▶ **Dataset entries**

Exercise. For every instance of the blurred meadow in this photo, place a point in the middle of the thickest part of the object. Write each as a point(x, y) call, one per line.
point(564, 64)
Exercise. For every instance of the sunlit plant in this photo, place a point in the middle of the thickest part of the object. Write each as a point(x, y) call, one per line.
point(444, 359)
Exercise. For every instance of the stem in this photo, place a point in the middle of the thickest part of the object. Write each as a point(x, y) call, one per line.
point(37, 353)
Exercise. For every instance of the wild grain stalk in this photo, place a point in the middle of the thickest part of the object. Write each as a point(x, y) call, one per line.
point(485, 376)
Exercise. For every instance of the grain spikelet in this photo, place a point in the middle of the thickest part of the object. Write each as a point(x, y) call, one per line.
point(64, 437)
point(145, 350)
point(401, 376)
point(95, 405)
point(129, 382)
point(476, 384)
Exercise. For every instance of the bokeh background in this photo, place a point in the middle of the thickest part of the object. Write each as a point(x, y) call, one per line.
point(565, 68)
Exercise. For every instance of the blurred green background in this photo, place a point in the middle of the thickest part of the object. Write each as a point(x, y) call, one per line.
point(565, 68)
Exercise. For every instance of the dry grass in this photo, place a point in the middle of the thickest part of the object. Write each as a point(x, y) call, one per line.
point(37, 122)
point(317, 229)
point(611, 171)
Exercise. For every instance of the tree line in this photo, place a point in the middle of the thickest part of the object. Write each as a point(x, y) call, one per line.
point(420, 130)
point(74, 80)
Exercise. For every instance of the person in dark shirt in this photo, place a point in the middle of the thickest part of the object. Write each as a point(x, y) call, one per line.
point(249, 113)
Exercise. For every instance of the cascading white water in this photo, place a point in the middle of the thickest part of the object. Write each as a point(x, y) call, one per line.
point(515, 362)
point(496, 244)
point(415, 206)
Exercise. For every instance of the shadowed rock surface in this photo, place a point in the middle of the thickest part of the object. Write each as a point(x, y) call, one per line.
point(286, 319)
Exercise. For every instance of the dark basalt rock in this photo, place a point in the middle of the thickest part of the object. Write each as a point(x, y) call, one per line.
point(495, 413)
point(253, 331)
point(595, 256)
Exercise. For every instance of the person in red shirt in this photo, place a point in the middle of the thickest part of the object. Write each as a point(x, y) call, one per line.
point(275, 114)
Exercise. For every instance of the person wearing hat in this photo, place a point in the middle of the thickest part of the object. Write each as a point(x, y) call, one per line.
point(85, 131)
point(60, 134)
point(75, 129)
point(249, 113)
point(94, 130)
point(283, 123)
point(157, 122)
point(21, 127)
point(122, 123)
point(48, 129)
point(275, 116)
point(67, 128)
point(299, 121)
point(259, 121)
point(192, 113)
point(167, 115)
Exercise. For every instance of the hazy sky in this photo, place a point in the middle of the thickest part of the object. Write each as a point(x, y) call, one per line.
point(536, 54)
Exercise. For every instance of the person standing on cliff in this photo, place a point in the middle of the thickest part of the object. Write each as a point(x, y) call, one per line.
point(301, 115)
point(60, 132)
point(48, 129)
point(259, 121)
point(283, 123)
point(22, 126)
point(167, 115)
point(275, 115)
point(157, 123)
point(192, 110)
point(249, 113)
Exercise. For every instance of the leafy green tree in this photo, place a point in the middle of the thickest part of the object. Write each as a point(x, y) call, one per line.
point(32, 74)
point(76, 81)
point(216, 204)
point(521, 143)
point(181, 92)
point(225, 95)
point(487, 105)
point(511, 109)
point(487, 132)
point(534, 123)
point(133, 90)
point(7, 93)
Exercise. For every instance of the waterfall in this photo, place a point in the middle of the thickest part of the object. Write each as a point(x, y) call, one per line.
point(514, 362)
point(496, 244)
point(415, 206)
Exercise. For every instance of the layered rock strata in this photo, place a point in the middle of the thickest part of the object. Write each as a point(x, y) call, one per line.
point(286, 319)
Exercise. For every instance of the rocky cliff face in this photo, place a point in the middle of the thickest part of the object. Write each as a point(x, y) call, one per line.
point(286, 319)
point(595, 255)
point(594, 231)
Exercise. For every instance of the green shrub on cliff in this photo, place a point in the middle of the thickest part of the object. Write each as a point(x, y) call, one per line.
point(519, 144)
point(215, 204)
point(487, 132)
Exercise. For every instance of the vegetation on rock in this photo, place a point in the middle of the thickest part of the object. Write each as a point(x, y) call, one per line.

▶ **Required work**
Type out the full listing again, exactly as given.

▶ **Response to the task**
Exercise. For every instance of the blurred meadow in this photo, place a point in the middle of the thickest part of the object. Write each as a point(x, y) call, one per line.
point(564, 64)
Exercise. For every instance of the sunlit plant in this photo, place a point in the middle of the thickest part of the object. Write each as a point(x, y) call, one per line.
point(444, 359)
Exercise. For every instance of the stem in this photo, place a point in the middle of the thickest part of the object. Write each as a point(x, y) call, one per line.
point(37, 353)
Exercise. For every instance of the wild grain stalk in this photo, place a point in the middle of the thickest part of the object. Write each as a point(x, y) call, one per line.
point(485, 376)
Exercise. For every instance of the grain spikelet in this photo, place a point in the middle of the thickest part of the object. Write each as a point(x, y) call, one per line.
point(64, 437)
point(145, 350)
point(401, 376)
point(95, 405)
point(129, 382)
point(476, 384)
Exercise. For every instance of the bokeh background in this photo, place a point in the middle of the thickest part of the object. Write each as a point(x, y) call, one per line.
point(565, 68)
Exercise. For every instance of the blurred green background in this photo, place a point in the middle of the thickest part of the object. Write each as a point(x, y) call, one per line.
point(565, 68)
Exercise. For every instance of the dry grass in this photo, place a point in the middle of the thickest part of the object. Write each as a point(x, y) call, one per line.
point(37, 122)
point(317, 229)
point(611, 171)
Exercise. For every instance of the tree line in this photo, place a point in the middle of the thickest part of the object. Write each as a point(x, y) call, one per line.
point(420, 130)
point(74, 80)
Exercise. For every instance of the person in dark shirt in this photo, place a point in the middle of the thickest part of the object. Write each as a point(x, y) call, one per line.
point(249, 113)
Exercise. For every instance of the cascading white water in this photo, place a point in the middle of the thickest part of the object. Write each as a point(x, y) call, one per line.
point(515, 362)
point(496, 244)
point(415, 206)
Exercise. For every instance of the shadowed rock surface in this photo, place a point in the middle of the thickest part of the object. Write each as a point(x, y) call, one per line.
point(286, 319)
Exercise. For every instance of the dark basalt rock in this photo, place a point in the middle of the thickest part of the object. Write each as a point(x, y) call, one per line.
point(495, 413)
point(253, 331)
point(595, 256)
Exercise. For every instance of the person in red shirt in this photo, place a point in the middle of the thickest part of the object. Write each as a point(x, y) call, one per line.
point(275, 114)
Exercise. For every instance of the person wearing hat in this photo, place a point in the middle of the thickest part of the object. Write each as a point(x, y) call, one per line.
point(85, 131)
point(60, 134)
point(75, 129)
point(249, 113)
point(94, 130)
point(283, 123)
point(157, 122)
point(21, 127)
point(122, 123)
point(48, 129)
point(275, 116)
point(67, 128)
point(299, 121)
point(259, 121)
point(192, 113)
point(167, 115)
Exercise. For every instance of the hazy sky in this photo, place a point in the middle of the thickest part of the object. Write each as a point(x, y) call, one per line.
point(536, 54)
Exercise. For every instance of the person standing on cliff in this photo, place a point in the middle of the thickest part of the object. Write each as a point(x, y) call, one per line.
point(301, 115)
point(60, 132)
point(48, 129)
point(259, 121)
point(283, 123)
point(22, 126)
point(167, 115)
point(275, 115)
point(157, 123)
point(192, 110)
point(249, 113)
Exercise. For every instance of the leafy green tree in this photo, place a point in the middle of the thickest part of the object. Write each as a point(x, y) call, one per line.
point(32, 74)
point(76, 81)
point(216, 204)
point(521, 143)
point(181, 92)
point(225, 95)
point(487, 105)
point(511, 109)
point(487, 132)
point(534, 123)
point(133, 90)
point(7, 93)
Exercise. For every instance of the waterfall in this photo, place a point in the middle of the thickest part of the object. Write each as a point(x, y) call, one per line.
point(514, 362)
point(496, 244)
point(415, 206)
Exercise. For every instance of the layered rock strata in this photo, place a point in the middle of the thickest part of the object. Write each as a point(x, y) call, one per line.
point(286, 319)
Exercise. For every instance of the rocky cliff face in this photo, place a point in the middle of the thickest part of the object. Write each as a point(x, y) call, one per line.
point(286, 319)
point(595, 255)
point(594, 231)
Exercise. For every instance of the green shrub on cliff in this photo, place a point in the middle of the thickest part of the object. Write each as a point(x, y) call, one per line.
point(519, 144)
point(215, 204)
point(487, 132)
Exercise. For every instance of the vegetation on rock in this photo, place a point in the middle of the thickest part of the object. Write each as a point(x, y) call, one per line.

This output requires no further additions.